#### [Passage]
******************************
Conclusions: Inhibition of NADPH oxidase in advanced atherosclerosis reduces endothelial activation and platelet adhesion, which are likely responsible for the arrest of plaque growth and improvement of vascular mechanical properties.

Figure 1

(A) Elastic modulus (mean ±SEM) of the thoracic aorta (E_Ao) in wild type mice and DKO mice at baseline (30 wks) and at 40 wks after 10 wks of either no treatment (control) or apocynin given at low- and high-dose. (B) Examples of source data for from a non-treated animal illustrating age-dependent worsening of E_Ao as a result of both an increase in the aortic pulse pressure (ΔP) and a reduction in the systolic aortic diameter change (ΔD) from M-mode echocardiography. (C) Pulse transit time (mean ±SEM) in wild type mice and DKO mice at baseline and at 40 wks. (D) Examples of pulse-wave spectral Doppler data from an untreated and high-dose apocynin-treated DKO mouse at 40 wks illustrating differences in pulse transit time measured as the time delay (ΔT) for the onset of systolic flow from the ascending aorta (top) to the femoral artery (bottom). *p<0.05 vs. 30 wk wild type; †p<0.05 vs.30 wk DKO; ‡p<0.05 versus untreated (control) 40 wk DKO.
******************************
#### [What to work on]
Copy out the entire passage on NADPH oxidase inhibition in atherosclerosis word for word.

#### [Given information]
******************************
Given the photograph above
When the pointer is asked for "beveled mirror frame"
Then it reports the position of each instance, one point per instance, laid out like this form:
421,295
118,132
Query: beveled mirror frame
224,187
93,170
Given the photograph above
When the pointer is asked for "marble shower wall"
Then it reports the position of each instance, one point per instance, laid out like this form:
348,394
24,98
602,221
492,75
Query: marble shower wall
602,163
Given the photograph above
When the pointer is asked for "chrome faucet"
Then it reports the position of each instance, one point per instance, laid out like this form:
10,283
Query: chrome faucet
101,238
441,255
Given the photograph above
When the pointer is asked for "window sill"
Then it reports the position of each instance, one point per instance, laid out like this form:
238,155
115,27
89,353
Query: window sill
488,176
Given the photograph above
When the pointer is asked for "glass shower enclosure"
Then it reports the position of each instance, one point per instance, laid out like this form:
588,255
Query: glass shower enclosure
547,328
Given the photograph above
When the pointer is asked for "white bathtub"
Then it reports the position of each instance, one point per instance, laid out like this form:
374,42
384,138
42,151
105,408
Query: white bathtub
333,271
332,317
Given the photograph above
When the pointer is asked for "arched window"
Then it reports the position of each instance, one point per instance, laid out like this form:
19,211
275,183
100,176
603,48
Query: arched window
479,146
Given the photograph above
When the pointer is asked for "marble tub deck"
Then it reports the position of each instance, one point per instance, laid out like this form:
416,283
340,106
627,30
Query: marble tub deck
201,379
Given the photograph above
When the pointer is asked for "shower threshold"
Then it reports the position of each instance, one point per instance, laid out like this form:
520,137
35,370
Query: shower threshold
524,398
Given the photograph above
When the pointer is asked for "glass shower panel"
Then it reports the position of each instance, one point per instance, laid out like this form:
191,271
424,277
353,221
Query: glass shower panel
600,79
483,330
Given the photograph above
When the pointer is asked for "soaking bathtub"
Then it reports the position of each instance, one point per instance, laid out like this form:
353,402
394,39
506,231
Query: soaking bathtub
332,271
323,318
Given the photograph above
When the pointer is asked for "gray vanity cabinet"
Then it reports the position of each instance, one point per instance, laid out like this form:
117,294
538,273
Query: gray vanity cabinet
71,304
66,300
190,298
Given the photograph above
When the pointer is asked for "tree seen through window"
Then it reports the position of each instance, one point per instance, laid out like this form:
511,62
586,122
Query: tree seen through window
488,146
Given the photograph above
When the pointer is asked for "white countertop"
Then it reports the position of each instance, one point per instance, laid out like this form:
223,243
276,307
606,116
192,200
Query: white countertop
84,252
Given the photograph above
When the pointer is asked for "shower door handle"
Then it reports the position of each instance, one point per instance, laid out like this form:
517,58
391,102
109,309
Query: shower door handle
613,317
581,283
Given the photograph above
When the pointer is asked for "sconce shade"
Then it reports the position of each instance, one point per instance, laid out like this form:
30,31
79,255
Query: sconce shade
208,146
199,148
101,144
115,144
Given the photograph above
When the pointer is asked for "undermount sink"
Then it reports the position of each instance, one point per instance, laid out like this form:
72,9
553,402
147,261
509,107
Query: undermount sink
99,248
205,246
******************************
#### [Result]
Conclusions: Inhibition of NADPH oxidase in advanced atherosclerosis reduces endothelial activation and platelet adhesion, which are likely responsible for the arrest of plaque growth and improvement of vascular mechanical properties.

Figure 1

(A) Elastic modulus (mean ±SEM) of the thoracic aorta (E_Ao) in wild type mice and DKO mice at baseline (30 wks) and at 40 wks after 10 wks of either no treatment (control) or apocynin given at low- and high-dose. (B) Examples of source data for from a non-treated animal illustrating age-dependent worsening of E_Ao as a result of both an increase in the aortic pulse pressure (ΔP) and a reduction in the systolic aortic diameter change (ΔD) from M-mode echocardiography. (C) Pulse transit time (mean ±SEM) in wild type mice and DKO mice at baseline and at 40 wks. (D) Examples of pulse-wave spectral Doppler data from an untreated and high-dose apocynin-treated DKO mouse at 40 wks illustrating differences in pulse transit time measured as the time delay (ΔT) for the onset of systolic flow from the ascending aorta (top) to the femoral artery (bottom). *p<0.05 vs. 30 wk wild type; †p<0.05 vs.30 wk DKO; ‡p<0.05 versus untreated (control) 40 wk DKO.